## Start Stored records
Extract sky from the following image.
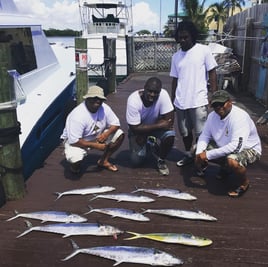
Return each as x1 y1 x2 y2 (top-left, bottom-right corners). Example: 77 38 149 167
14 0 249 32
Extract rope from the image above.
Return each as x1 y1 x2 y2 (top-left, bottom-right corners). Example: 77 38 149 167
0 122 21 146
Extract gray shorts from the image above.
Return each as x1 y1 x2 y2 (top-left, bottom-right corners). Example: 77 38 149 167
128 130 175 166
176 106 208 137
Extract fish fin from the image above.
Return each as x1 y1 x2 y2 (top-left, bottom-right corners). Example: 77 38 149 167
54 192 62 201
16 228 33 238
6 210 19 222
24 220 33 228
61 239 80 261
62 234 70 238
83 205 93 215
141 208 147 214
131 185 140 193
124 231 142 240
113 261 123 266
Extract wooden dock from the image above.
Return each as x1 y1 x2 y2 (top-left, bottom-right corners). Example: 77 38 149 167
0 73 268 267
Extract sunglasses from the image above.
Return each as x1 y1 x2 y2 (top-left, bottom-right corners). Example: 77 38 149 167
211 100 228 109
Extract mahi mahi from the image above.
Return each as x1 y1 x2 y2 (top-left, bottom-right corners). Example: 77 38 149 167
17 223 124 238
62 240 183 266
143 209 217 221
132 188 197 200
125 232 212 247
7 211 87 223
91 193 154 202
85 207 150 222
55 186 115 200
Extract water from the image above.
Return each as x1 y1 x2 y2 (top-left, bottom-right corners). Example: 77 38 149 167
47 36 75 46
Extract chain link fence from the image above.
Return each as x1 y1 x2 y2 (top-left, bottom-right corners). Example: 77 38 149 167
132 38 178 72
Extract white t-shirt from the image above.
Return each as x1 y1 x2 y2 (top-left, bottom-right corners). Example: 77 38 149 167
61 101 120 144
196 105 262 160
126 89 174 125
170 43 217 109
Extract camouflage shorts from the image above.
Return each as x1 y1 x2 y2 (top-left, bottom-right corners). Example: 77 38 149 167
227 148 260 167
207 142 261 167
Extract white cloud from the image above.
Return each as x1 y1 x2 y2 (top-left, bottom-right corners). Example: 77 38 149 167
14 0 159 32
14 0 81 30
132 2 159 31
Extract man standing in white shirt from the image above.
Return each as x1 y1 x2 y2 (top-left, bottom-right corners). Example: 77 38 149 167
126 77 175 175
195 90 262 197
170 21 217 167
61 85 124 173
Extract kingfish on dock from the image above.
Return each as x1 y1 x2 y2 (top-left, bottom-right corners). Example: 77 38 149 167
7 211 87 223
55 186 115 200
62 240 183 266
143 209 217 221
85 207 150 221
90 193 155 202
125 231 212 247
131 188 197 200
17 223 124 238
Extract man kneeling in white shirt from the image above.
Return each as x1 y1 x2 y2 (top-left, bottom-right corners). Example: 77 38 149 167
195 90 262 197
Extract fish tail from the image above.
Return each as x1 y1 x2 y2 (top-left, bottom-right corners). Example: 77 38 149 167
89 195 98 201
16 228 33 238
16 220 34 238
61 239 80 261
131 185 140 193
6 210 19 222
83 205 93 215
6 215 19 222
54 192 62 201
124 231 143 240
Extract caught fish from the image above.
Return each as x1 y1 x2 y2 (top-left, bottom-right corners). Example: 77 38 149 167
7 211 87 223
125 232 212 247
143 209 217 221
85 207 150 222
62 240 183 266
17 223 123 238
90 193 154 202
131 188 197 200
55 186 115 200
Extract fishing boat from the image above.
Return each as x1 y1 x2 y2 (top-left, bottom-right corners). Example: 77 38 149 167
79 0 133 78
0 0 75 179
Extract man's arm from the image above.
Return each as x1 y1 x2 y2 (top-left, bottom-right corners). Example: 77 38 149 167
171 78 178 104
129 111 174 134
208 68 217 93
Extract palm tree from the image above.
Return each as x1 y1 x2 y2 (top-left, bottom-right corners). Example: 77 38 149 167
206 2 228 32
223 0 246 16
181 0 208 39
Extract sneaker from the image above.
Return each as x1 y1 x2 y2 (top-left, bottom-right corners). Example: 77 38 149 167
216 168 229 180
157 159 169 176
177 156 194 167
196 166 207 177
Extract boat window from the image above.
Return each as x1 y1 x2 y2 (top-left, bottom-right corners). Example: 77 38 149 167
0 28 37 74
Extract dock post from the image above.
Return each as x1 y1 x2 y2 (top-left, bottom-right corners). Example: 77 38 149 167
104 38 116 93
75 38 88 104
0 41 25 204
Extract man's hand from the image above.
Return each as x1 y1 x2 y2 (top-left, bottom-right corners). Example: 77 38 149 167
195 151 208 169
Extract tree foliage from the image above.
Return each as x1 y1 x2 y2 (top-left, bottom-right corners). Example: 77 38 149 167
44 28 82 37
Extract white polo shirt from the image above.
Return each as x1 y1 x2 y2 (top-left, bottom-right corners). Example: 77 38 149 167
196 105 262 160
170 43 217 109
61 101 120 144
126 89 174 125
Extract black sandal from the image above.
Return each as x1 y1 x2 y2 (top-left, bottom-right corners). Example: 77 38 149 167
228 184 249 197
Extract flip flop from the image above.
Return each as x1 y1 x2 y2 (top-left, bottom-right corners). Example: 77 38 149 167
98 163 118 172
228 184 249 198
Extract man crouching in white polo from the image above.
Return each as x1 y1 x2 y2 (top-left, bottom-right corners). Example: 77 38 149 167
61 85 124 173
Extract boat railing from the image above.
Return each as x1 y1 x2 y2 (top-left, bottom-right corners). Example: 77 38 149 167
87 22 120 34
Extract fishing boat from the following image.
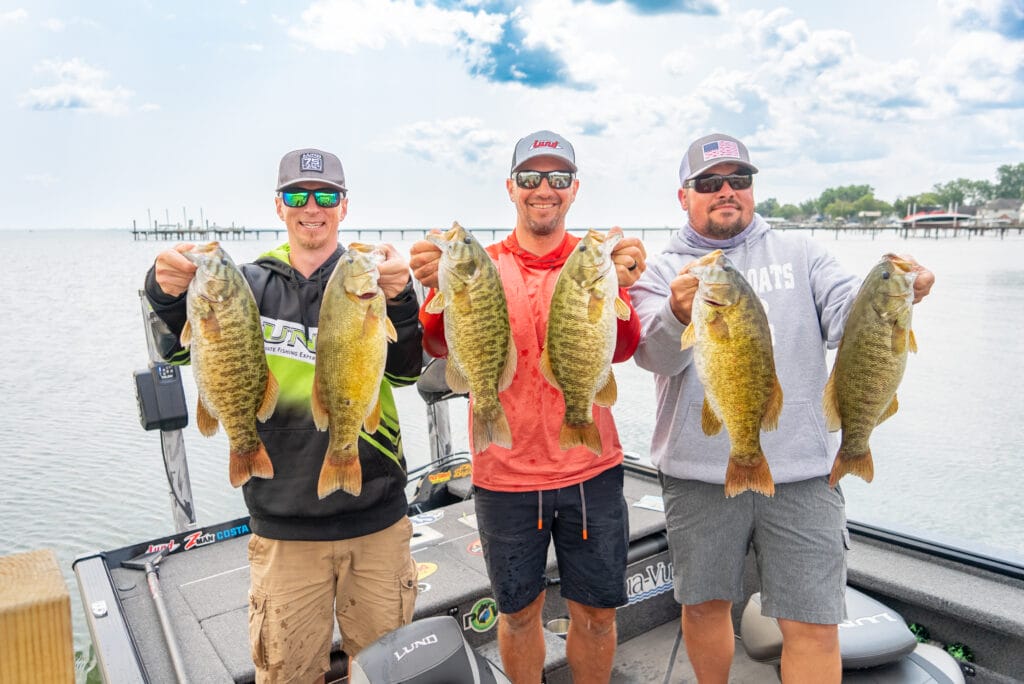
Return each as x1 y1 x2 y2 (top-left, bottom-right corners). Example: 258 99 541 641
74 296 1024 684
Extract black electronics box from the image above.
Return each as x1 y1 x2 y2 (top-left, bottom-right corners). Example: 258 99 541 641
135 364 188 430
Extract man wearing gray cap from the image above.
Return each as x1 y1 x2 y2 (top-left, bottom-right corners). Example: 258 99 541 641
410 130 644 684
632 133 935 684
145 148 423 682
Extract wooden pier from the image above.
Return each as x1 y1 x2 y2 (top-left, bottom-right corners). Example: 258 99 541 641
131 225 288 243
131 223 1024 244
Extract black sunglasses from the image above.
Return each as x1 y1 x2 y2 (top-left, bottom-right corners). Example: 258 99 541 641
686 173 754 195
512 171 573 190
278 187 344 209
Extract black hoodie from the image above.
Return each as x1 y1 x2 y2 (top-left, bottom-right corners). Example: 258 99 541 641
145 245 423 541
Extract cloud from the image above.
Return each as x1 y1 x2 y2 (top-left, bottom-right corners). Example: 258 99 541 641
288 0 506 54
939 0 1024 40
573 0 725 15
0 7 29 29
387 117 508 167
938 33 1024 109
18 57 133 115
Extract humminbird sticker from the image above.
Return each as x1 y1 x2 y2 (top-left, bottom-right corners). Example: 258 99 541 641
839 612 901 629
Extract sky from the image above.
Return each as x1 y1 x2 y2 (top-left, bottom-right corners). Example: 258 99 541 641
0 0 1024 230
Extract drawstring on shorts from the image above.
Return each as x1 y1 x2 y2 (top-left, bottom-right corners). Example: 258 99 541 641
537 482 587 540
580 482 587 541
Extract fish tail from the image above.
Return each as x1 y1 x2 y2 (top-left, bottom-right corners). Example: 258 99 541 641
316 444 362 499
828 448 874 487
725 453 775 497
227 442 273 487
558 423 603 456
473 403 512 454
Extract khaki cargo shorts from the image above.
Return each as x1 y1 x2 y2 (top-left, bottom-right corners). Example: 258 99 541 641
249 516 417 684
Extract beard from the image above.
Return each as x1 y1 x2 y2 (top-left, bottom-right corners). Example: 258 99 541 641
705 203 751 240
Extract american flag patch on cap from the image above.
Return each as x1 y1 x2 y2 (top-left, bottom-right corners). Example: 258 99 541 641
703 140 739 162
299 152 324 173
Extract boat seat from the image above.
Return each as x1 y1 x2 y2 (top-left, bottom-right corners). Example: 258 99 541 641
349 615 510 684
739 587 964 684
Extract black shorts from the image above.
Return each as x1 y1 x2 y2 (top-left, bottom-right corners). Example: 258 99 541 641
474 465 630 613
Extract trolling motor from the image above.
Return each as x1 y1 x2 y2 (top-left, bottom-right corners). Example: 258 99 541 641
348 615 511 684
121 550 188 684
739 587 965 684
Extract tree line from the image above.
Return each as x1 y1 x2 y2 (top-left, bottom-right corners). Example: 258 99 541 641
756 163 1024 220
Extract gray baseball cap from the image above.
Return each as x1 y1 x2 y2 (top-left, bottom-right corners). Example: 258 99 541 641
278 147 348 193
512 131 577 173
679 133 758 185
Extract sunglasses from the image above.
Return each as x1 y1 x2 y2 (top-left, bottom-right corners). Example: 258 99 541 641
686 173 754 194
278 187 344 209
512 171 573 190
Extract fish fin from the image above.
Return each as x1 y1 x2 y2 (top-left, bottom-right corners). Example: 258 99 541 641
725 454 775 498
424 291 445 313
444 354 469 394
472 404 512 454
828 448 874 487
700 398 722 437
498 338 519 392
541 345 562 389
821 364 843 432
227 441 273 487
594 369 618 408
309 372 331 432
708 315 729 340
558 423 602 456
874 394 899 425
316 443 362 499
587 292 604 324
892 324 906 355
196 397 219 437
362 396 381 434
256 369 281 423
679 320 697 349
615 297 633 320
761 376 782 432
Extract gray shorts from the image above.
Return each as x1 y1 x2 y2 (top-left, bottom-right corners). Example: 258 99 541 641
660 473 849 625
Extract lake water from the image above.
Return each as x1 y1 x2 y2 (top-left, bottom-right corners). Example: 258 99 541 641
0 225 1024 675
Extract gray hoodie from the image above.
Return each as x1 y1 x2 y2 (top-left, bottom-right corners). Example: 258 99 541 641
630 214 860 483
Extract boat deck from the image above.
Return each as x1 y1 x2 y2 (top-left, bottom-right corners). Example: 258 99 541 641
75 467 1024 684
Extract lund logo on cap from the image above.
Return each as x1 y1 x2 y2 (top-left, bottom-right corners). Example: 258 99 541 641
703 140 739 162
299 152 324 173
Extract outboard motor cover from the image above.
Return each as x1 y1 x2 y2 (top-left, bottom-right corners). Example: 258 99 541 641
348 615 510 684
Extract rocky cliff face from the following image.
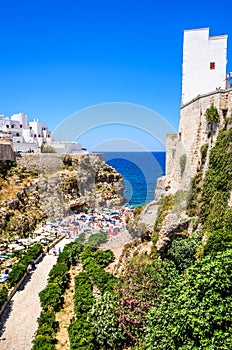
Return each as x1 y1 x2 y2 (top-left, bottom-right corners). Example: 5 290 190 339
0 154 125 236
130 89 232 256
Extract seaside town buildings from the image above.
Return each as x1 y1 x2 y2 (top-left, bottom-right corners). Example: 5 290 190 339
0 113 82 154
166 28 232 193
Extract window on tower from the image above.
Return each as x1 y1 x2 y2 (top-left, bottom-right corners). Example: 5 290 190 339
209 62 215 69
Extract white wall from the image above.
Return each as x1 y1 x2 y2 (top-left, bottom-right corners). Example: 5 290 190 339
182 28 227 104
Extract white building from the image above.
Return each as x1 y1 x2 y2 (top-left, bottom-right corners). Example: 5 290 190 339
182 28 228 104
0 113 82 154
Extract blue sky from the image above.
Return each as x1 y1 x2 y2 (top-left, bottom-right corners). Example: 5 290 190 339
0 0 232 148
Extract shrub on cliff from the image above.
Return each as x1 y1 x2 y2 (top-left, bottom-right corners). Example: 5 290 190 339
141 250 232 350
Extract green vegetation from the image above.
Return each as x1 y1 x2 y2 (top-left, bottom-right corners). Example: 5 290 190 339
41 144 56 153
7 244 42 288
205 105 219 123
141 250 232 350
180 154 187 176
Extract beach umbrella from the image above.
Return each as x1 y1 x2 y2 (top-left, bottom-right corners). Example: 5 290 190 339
## End Stored records
**What is asked**
Print the listing verbatim, starting at the line that contains "Extract rocky cliff" and ending at the line that contains "209 62 215 69", with both of those lines included. Leave the pictures out.

**Solution to this problem**
Extract rocky cliff face from the following image.
Return each as x1 y1 x2 y2 (top-left, bottom-right corners). Example: 5 290 190 339
0 154 125 236
130 89 232 256
Extract seaside town buildings from the image above.
Return each as x1 y1 x2 y2 (top-left, bottom-right corners). Example: 5 290 190 339
0 113 82 154
166 28 232 193
Extract window on tower from the image above.
Return each as x1 y1 x2 y2 (top-left, bottom-right corners). Example: 5 290 190 339
209 62 215 69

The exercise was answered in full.